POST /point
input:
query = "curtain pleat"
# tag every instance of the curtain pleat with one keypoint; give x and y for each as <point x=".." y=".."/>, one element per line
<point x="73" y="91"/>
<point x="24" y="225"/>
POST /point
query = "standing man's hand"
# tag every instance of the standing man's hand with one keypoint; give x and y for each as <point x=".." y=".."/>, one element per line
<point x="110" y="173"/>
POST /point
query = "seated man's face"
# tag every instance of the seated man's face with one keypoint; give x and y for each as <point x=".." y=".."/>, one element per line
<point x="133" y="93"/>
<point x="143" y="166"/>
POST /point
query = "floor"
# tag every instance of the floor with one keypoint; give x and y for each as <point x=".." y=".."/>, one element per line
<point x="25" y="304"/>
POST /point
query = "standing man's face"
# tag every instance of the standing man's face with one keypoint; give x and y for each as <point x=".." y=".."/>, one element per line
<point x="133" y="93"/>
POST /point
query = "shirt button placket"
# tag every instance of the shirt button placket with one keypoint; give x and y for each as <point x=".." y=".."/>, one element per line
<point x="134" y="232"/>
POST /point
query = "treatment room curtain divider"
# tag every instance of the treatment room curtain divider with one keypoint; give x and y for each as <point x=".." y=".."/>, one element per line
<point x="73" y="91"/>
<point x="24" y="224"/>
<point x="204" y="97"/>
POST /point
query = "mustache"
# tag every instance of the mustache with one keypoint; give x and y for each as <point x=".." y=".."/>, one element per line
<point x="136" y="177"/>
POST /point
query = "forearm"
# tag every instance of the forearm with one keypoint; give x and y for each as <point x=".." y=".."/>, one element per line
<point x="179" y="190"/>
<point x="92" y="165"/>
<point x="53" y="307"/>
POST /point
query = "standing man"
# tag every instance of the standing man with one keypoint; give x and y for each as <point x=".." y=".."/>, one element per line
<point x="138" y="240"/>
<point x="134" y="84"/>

● ● ● ● ●

### Exercise brief:
Go through the listing and copy each line that includes the string "query".

### Output:
query = "curtain pleat"
query = "standing man's hand"
query = "seated man's face"
query = "floor"
query = "standing man's face"
query = "shirt button placket"
query = "treatment room curtain divider"
query = "mustache"
query = "forearm"
query = "standing man"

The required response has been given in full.